### [Extract]
From the perspective of these two philosophers there's not a debate about whether set theory or differential calculus are better, more important, more appropriate or anything in general terms. The discussion framing the book mentioned by DeLanda revolves around metaphysics and the specific claim made by Badiou that Set Theory was sufficient to found what Deleuze would call "any multiplicity whatever" covering all classes of multiplicity. If the two mathematical references are posed in any sense against each other, it is due primarily to the reception of a particular framing set up by Badiou of his opposition to Deleuze in which Deleuze is posed by Badiou simultaneously as a philosopher of "the One" that only appears to promote a philosophy of difference and also as his biggest enemy because despite being a philosopher of "the One" (his term), he fails to recognize Set Theory as the basis for philosophical ontology, (which ultimately shapes the differences in their conceptions of what philosophy is/does). In the framing of this opposition by Badiou the universality of the Set is perhaps framed against the crowned anarchy of difference for which differential calculus played a role in the enunciation of the case presented in Difference & Repetition, but this perception of some opposition is the result of the dust blown up by the polemic, or from the brief mention in Clamor of Being where Badiou states that upon their meeting Deleuze was occupied with this set of mathematical problems and he with that. But there is no actual opposition of these mathetical references as suggested by DeLanda'a quote. It is key to note that both shared similar views on the role of mathematics in the formalization of problematics independently of the other, and perhaps that is what initially attracted Badiou to Deleuze's work despite not being of his camp. The differences, which seem larger than they really are (such as if you were to compare either to two other names in philosophical history) are primarily political --this having a number of consequences which people have to understand in order to properly contextualize the absolutely crazy history of Badiou's historical antagonism of Deleuze; and secondarily their different approaches to and perspectives on ontology.
And before moving on, I would say that DeLanda's characterization of the book as "incompetent" misrepresents what Badiou is doing. Anyone who reads Badiou can see an extremely sharp mind at work, it's not an issue of competence (and his book on Wittgenstein can be read for comparative purposes on this point). His book contains eggregious falsifications and misrepresentations (from the non-Badiouan perspective), not because of incompetence but because his politics demands it. The product of his work remains incomprehensible until you understand his politics IMO. Please see Badiou's "Politics as Truth Procedure". (I'd be happy to expound on this and it's relevance to the question, but I didn't want to go into it here for fear this would be extremely long)
Direct answers to your questions:
Is the differential calculus reducible to set theory? And how? And who
came up with the needed theory?
In just about any discussion of these two the answer is clearly yes. But one should be clear about what the question behind your question is. To philosophy the question seems to be more about the specificity of the tools appropriate for a particular Idea or problem (allow me to make clear that the 'or' here isn't synonymizing). If Deleuze in his hat of historian of philosophy is retracing the steps of Leibniz it would make no sense to discuss set theory in lieu of calculus. He would simply say that both play different roles in the formulating of "problems" for philosophy. In Badiou, where set theory plays the central role in formal thinking of entities, the question takes on importance and the question of reducibility is key, but in his framework of thinking alongside Deleuze this is not ever an issue of contention, and that's because the discussions (around the particular problems being confronted philosophically) are different. He reads Deleuze's univocity thesis in the same terms as he develops his own Platonic theory of multiplicity. A theory of mulitplicities and one of differentials are directed towards two different planes/problems.

[Entries from an annotation dataset]
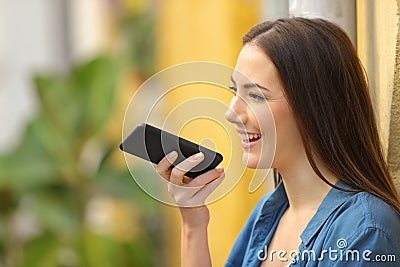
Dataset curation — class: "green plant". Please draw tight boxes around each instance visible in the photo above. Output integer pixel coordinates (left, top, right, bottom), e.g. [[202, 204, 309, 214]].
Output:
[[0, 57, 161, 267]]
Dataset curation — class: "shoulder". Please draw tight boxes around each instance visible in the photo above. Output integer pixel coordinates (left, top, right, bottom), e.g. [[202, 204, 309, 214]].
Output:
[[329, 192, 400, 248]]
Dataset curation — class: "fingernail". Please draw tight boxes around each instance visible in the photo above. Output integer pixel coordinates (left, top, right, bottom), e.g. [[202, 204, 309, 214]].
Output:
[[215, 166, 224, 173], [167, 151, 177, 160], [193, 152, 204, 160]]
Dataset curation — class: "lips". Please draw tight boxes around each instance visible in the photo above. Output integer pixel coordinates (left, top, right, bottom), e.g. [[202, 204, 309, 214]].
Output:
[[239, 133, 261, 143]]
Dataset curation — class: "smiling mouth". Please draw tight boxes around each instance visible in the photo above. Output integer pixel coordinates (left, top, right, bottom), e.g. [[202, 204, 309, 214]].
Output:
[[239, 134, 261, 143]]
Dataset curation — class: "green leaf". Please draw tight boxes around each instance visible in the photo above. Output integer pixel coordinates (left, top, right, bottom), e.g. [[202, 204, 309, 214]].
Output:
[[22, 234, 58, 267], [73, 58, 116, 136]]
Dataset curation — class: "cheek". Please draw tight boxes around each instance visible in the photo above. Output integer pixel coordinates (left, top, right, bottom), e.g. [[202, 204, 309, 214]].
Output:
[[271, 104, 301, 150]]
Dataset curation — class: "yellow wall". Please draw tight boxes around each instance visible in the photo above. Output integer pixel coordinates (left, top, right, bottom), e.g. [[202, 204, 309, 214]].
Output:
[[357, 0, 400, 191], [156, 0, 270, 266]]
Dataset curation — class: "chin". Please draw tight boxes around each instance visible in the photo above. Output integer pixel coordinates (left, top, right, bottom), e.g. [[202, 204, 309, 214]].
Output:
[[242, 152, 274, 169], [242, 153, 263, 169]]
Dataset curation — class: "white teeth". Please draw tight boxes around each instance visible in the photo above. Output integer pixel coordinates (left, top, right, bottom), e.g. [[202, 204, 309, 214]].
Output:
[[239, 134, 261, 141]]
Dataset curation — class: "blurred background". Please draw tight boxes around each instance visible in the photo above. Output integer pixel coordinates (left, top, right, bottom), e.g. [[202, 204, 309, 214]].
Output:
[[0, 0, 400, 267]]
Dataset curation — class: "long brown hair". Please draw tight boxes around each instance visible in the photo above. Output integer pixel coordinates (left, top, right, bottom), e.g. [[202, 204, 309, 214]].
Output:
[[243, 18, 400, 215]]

### [Instruction]
In the post on Badiou and Deleuze, why does DeLanda's description of Badiou's book as "incompetent" misrepresent what Badiou is doing? Explain in one to three sentences. The entries aren't needed for this.

### [Written response]
Anyone who reads Badiou can see an extremely sharp mind at work, so competence is not the issue. The book's falsifications and misrepresentations, as seen from a non-Badiouan perspective, come about because his politics demands them, not because of incompetence.